#### ELENCO DEI DATI
§ §

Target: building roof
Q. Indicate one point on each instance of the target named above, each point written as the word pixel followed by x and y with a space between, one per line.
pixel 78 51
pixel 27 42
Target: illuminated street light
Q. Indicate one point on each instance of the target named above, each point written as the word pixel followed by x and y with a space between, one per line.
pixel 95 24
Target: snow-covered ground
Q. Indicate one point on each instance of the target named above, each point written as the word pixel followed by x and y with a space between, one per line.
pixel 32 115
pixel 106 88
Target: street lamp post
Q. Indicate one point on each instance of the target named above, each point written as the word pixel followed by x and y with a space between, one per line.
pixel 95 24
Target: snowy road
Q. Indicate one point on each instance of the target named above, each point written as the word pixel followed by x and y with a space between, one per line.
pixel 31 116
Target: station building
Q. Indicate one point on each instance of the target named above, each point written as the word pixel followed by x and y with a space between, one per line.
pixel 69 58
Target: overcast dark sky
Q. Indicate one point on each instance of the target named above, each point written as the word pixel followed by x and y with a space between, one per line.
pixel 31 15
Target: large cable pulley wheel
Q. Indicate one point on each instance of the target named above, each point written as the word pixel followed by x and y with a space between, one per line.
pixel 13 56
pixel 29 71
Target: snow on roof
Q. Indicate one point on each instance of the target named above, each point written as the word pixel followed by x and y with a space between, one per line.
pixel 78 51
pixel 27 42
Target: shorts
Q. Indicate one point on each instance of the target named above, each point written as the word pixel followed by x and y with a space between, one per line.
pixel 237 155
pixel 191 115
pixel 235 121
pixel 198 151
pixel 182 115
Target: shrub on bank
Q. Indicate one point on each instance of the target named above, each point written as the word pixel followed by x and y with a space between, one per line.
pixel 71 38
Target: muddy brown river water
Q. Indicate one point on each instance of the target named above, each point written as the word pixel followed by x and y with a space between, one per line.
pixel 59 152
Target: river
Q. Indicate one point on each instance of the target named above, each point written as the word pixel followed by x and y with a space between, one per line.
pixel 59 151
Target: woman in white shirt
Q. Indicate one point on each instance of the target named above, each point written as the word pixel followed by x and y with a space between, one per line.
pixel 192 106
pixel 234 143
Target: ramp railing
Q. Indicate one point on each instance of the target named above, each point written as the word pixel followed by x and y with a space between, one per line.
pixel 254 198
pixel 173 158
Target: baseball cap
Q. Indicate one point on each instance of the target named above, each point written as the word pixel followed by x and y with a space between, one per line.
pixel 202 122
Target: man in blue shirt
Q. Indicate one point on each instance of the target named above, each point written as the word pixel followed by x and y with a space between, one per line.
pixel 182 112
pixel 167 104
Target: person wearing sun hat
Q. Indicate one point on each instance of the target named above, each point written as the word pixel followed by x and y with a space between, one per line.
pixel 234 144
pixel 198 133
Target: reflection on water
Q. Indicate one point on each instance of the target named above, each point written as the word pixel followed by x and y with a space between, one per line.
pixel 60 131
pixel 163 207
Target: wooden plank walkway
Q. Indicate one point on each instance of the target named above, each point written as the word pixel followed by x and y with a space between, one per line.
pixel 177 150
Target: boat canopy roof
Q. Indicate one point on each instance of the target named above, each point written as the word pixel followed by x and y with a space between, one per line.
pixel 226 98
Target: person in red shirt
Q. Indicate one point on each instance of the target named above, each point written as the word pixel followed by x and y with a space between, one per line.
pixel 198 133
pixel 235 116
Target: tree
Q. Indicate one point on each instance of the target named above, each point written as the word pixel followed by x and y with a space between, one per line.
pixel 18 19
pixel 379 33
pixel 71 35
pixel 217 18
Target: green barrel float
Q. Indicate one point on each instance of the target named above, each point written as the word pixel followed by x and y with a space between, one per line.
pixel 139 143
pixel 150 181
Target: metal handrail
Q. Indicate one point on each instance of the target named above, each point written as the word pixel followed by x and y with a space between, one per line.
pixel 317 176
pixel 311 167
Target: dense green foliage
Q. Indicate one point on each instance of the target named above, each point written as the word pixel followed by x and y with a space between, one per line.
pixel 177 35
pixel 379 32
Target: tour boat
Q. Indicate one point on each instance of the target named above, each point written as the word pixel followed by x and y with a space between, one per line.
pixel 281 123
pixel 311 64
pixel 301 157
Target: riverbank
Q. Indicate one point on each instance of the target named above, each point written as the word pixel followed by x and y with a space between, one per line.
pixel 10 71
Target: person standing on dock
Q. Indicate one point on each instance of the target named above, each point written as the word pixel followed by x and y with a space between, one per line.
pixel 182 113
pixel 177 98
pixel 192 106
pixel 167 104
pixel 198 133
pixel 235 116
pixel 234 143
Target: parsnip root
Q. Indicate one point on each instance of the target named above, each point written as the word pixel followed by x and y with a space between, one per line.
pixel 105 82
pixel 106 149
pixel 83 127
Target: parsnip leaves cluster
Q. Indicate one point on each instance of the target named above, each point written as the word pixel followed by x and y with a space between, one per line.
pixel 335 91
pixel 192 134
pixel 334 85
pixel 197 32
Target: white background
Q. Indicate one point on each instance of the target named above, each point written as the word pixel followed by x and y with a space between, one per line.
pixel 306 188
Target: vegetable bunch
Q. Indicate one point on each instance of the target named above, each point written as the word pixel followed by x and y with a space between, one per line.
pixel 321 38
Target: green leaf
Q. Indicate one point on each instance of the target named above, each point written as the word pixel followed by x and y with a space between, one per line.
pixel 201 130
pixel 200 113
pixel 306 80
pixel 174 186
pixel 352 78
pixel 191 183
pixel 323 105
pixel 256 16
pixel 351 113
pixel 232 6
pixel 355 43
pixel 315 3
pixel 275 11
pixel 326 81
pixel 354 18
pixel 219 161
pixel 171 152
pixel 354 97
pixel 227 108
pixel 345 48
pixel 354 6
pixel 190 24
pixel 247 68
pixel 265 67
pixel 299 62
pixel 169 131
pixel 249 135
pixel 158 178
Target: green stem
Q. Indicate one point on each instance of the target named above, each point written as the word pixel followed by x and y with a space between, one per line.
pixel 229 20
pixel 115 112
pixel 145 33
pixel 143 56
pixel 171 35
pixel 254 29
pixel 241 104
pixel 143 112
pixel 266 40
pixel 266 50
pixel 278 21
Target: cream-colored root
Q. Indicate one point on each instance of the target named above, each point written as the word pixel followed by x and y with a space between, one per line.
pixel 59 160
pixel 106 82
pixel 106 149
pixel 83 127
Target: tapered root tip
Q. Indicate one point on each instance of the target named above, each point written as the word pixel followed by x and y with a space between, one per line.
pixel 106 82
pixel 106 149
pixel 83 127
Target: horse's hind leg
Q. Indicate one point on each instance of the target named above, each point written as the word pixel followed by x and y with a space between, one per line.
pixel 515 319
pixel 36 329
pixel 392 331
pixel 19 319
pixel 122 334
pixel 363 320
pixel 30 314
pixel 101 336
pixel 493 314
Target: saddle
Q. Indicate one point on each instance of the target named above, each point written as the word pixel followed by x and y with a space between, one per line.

§ §

#### COSA SI CHIEDE
Riscrivi i dati dall'inizio fino alla riga con "pixel 69 58" compresa, sostituendo "snowy road" con "icy road" e lasciando invariato tutto il resto.

#### RISPOSTA COMPLETA
Target: building roof
Q. Indicate one point on each instance of the target named above, each point written as the word pixel followed by x and y with a space between, one per line.
pixel 78 51
pixel 27 42
Target: illuminated street light
Q. Indicate one point on each instance of the target named above, each point written as the word pixel followed by x and y with a space between, one per line.
pixel 95 24
Target: snow-covered ground
Q. Indicate one point on each instance of the target named above, each point written as the word pixel followed by x and y with a space between, one per line.
pixel 32 115
pixel 106 88
Target: street lamp post
Q. Indicate one point on each instance of the target named above, each point written as the word pixel followed by x and y with a space between, one per line.
pixel 95 24
Target: icy road
Q. Indicate one point on each instance of the target named above, each point written as the word pixel followed by x and y with a space between, one per line.
pixel 31 116
Target: station building
Q. Indicate one point on each instance of the target named above, each point written as the word pixel followed by x and y with a space between, one per line.
pixel 69 58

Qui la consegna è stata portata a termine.